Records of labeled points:
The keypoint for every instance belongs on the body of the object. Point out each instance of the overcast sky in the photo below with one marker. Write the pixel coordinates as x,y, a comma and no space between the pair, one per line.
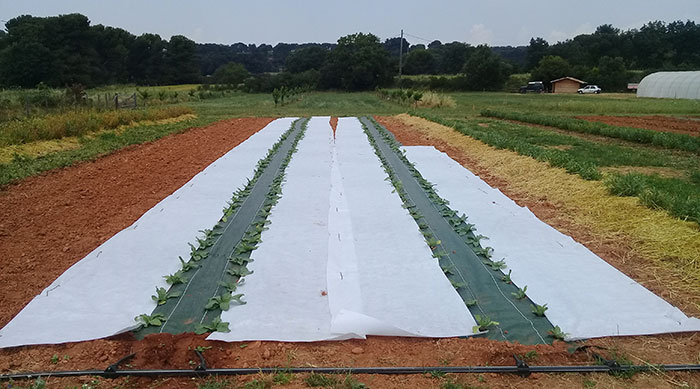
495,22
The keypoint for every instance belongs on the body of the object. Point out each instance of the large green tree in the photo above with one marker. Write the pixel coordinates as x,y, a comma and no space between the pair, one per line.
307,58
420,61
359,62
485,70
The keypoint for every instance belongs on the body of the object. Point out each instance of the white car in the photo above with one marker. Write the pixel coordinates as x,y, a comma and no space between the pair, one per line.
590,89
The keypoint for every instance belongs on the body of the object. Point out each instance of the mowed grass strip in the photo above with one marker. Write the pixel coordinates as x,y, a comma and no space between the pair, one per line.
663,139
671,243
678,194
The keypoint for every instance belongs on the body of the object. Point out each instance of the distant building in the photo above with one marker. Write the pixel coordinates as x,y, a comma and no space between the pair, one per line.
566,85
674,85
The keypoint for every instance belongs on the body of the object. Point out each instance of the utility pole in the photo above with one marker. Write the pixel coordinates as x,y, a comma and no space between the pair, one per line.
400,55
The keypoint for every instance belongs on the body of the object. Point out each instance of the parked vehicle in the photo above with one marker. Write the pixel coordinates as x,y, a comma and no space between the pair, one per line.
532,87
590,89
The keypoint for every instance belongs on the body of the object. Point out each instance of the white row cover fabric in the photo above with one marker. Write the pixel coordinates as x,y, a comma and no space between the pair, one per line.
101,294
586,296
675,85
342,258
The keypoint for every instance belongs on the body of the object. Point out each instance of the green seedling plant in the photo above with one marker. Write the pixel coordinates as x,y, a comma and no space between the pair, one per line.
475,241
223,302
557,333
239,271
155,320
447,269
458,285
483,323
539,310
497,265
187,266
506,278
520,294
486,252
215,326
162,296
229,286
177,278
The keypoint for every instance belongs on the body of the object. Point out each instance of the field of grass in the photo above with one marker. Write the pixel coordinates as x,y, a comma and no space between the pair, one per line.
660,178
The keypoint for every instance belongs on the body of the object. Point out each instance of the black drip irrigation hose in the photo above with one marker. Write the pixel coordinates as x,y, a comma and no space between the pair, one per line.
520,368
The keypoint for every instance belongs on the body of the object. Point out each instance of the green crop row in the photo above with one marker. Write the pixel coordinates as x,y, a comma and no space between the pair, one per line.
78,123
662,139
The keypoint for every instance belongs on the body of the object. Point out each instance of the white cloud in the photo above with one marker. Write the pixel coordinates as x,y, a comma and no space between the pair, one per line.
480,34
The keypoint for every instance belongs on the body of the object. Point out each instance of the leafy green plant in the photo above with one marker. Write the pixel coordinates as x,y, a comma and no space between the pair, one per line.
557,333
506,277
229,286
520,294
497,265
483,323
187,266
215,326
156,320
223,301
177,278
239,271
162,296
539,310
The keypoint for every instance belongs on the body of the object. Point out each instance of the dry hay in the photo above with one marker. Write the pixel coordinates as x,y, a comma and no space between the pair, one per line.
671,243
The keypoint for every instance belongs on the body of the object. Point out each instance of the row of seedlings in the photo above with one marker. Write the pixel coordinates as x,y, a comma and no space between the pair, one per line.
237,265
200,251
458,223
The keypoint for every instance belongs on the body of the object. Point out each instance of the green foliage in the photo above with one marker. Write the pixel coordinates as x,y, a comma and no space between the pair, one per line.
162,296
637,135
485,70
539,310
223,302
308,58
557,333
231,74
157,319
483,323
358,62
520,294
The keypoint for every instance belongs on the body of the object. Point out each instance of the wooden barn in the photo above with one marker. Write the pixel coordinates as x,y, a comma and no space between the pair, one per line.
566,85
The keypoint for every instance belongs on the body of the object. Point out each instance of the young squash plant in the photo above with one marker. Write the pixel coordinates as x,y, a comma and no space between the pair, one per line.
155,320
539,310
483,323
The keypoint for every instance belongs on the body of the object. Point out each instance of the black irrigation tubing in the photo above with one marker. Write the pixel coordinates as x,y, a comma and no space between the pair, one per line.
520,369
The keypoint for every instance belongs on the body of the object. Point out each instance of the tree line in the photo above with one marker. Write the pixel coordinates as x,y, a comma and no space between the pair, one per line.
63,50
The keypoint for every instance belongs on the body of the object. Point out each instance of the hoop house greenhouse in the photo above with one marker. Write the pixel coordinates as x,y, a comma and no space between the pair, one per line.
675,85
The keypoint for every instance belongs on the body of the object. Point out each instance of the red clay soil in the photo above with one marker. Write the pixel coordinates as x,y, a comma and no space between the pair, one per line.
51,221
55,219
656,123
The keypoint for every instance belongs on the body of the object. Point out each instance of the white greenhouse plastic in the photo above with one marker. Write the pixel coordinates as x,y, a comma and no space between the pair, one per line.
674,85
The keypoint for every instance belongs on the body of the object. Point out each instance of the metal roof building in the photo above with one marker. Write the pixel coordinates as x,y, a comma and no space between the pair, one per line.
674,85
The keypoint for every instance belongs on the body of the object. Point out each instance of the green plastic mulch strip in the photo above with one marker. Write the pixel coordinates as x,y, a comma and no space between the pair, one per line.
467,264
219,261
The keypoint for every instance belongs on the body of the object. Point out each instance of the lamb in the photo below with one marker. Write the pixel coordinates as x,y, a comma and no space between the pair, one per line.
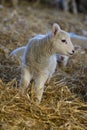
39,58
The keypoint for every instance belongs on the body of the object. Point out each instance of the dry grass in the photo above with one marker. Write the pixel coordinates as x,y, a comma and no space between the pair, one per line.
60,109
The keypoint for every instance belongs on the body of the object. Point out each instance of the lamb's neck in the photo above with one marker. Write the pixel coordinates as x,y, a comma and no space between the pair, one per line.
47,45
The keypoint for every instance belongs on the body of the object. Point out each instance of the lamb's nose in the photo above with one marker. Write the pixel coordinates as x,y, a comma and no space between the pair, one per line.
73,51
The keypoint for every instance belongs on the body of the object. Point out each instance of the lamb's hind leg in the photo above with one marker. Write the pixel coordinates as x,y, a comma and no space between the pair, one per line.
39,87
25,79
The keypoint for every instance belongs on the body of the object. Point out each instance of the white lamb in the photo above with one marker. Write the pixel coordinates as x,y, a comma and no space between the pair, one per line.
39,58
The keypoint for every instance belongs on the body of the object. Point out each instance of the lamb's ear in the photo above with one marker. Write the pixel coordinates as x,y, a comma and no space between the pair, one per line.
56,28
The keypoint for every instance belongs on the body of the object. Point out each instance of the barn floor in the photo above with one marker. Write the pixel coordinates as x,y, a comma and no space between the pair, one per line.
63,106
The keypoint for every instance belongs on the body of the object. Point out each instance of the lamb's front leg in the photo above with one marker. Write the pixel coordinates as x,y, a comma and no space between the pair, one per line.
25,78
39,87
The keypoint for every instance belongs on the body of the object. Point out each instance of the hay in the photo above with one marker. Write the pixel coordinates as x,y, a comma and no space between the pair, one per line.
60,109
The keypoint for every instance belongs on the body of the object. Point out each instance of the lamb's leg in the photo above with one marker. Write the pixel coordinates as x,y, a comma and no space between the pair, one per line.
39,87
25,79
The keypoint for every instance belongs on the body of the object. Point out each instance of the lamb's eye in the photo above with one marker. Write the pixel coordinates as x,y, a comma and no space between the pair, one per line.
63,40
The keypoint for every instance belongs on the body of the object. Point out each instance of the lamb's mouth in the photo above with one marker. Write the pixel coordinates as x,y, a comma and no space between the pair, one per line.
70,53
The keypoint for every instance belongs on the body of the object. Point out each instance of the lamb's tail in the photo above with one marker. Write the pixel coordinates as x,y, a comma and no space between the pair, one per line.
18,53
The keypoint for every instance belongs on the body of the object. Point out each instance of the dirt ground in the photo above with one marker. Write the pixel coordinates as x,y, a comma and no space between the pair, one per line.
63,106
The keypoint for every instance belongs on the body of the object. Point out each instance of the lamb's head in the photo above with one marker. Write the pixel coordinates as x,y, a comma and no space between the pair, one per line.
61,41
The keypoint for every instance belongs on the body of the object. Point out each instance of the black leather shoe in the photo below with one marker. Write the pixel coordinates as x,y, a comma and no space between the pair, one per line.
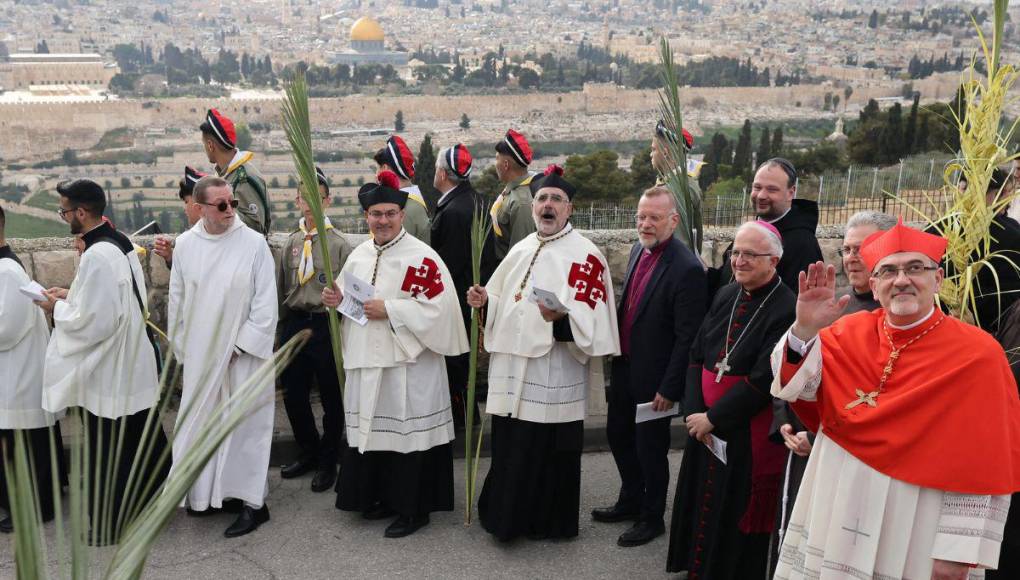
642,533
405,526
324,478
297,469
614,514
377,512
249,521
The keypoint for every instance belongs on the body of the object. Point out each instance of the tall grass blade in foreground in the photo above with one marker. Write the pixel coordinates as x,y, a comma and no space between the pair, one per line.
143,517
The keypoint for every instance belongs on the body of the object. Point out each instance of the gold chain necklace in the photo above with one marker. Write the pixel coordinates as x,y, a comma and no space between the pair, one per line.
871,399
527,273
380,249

--

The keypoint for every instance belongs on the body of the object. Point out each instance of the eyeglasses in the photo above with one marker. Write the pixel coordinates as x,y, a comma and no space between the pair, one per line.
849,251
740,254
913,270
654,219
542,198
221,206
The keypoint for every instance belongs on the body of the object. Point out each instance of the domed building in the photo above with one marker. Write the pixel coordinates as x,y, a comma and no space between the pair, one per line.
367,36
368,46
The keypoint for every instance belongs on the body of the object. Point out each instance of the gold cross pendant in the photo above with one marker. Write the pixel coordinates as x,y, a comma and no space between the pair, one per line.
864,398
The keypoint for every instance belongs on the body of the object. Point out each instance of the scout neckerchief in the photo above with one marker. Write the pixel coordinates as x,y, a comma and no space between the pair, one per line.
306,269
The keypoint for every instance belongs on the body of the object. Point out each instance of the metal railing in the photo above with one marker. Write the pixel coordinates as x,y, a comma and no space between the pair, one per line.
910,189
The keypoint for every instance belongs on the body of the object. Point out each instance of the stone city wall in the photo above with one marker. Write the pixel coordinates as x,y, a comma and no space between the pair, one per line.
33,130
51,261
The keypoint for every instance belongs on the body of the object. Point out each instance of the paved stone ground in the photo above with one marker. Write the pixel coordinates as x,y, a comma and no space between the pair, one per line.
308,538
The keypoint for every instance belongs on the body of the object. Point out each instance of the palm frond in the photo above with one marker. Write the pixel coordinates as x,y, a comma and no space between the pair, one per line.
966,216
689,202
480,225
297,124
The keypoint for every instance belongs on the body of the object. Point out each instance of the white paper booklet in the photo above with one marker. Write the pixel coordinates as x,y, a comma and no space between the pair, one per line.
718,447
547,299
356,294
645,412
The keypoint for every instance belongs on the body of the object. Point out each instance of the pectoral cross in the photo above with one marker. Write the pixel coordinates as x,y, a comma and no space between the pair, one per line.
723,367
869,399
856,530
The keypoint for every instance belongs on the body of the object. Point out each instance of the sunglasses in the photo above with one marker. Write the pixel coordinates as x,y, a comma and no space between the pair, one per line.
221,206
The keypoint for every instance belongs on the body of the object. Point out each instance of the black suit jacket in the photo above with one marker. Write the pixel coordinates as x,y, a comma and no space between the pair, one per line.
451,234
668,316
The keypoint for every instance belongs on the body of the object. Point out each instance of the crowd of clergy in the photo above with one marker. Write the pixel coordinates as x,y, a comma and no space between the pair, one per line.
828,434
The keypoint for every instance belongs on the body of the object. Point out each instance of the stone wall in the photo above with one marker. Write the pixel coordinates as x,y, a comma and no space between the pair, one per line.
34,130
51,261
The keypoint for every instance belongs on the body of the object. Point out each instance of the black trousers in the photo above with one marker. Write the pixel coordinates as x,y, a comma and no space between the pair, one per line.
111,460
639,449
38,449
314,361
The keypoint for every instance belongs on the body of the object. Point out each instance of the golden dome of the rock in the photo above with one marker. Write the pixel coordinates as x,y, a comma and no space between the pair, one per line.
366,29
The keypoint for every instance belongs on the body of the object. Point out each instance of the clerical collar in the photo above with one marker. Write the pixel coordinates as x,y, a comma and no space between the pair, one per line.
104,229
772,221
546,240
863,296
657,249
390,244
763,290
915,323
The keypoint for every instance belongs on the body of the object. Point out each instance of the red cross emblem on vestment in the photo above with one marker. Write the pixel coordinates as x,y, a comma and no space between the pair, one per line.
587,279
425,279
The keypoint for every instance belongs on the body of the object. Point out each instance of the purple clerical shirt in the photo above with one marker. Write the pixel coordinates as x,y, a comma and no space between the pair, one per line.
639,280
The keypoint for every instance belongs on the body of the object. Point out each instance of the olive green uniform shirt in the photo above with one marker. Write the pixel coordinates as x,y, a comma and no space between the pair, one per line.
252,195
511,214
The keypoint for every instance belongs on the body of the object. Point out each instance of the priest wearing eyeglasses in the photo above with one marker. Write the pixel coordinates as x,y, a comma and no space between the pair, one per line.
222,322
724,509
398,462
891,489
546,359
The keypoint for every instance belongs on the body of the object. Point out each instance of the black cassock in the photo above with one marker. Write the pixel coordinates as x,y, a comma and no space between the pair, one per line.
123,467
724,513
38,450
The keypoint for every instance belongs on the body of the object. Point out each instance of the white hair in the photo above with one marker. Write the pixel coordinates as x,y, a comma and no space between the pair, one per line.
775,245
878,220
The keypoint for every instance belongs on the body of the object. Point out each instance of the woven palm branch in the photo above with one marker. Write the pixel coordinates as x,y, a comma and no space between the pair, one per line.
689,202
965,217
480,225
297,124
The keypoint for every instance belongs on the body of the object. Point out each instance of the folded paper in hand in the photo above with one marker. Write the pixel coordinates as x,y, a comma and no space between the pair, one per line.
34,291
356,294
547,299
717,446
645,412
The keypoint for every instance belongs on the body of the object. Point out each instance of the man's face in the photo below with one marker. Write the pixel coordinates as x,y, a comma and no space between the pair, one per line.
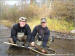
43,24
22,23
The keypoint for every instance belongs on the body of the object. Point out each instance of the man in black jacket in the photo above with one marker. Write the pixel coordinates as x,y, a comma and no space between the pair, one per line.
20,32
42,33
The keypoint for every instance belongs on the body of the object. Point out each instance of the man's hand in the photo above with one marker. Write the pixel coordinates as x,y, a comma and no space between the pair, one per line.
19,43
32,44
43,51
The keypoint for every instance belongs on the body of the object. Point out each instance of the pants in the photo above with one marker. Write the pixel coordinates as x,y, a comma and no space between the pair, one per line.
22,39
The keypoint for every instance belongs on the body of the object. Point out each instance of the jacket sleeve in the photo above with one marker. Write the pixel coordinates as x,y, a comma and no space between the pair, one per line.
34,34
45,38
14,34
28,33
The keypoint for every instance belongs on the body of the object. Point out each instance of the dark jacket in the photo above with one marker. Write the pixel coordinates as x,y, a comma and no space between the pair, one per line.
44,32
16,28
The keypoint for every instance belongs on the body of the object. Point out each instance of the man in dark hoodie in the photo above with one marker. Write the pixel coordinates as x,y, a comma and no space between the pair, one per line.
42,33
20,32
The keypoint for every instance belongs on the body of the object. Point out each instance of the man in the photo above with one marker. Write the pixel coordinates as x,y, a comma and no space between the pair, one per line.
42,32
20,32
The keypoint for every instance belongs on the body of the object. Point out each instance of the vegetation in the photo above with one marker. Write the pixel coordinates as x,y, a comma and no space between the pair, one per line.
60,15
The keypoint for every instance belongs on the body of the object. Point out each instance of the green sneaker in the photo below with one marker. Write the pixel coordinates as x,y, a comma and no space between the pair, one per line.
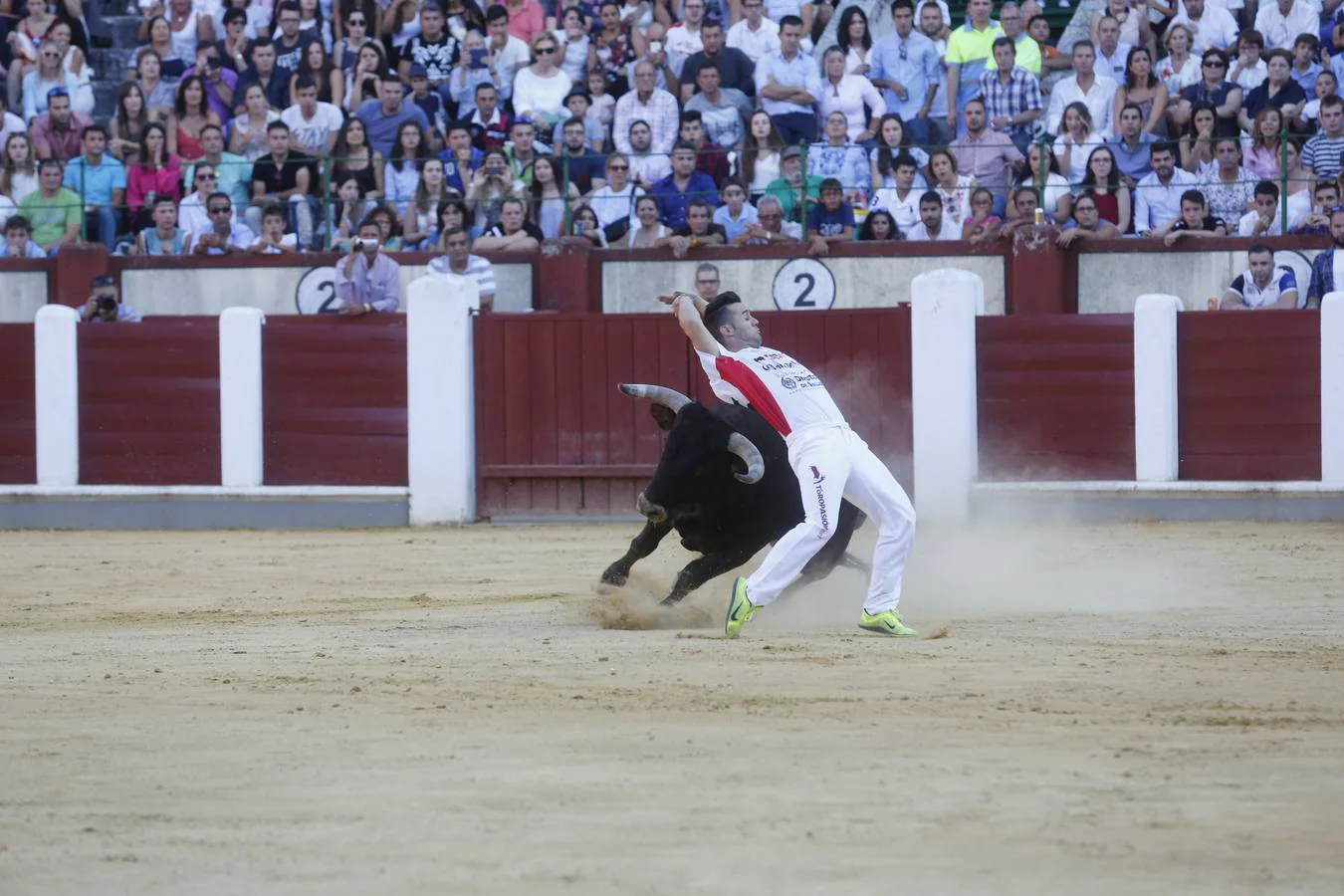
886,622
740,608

* * *

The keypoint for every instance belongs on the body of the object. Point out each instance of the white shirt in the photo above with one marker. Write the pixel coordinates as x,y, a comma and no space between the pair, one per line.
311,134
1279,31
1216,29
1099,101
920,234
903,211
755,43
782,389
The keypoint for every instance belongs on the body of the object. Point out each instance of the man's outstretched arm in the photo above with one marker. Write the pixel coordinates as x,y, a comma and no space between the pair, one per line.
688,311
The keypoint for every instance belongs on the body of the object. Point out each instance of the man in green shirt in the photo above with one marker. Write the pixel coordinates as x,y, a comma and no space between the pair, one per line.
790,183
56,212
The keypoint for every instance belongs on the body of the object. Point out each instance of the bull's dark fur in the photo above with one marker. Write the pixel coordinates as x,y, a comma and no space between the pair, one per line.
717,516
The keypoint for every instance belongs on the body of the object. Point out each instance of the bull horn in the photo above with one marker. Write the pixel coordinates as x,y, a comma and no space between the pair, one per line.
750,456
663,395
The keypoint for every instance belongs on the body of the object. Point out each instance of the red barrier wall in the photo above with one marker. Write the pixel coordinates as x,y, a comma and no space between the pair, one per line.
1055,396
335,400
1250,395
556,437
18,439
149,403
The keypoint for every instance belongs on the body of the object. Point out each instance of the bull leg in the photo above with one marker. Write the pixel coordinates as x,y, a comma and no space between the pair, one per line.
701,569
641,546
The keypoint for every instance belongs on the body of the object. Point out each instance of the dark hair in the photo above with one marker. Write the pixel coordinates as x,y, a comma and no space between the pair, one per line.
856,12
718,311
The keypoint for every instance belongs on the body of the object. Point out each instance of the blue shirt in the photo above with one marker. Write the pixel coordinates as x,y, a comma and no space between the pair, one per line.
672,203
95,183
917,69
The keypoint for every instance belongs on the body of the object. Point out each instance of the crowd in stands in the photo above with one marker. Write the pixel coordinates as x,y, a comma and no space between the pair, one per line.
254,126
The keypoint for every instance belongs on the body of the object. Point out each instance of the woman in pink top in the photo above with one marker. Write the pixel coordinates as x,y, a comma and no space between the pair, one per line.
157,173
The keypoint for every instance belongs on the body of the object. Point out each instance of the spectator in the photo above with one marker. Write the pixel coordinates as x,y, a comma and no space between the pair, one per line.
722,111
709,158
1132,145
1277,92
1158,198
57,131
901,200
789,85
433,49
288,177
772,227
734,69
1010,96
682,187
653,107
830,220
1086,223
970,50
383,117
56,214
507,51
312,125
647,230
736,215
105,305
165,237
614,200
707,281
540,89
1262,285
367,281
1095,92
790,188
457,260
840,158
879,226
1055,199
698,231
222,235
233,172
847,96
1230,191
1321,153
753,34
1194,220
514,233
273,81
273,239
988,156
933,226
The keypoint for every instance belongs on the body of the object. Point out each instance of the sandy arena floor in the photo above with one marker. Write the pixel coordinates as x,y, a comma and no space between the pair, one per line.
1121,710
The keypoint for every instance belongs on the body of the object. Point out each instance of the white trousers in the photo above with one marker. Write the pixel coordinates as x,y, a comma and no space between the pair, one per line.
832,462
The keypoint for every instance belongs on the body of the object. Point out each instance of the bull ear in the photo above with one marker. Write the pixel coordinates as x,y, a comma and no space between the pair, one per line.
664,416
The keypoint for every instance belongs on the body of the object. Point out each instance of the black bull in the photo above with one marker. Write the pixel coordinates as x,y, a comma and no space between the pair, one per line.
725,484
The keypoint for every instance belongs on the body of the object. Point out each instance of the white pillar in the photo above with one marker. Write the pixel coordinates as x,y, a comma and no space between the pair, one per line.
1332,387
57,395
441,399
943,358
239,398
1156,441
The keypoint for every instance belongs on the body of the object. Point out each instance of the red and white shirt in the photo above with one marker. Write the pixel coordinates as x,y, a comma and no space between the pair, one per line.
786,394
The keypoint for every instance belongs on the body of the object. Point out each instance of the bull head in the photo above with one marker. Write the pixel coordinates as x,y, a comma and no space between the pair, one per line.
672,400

(EXERCISE TASK):
Filter the data above, keeping every line that contains the word "parked", and copy those lines in their original order.

(RESULT):
The keypoint for every instance belongs on the body of the object. Point out each instance of the parked vehicle in the photo above with one marker. Write the pixel coordinates as x,y, a comma and no space between the pair, one per line.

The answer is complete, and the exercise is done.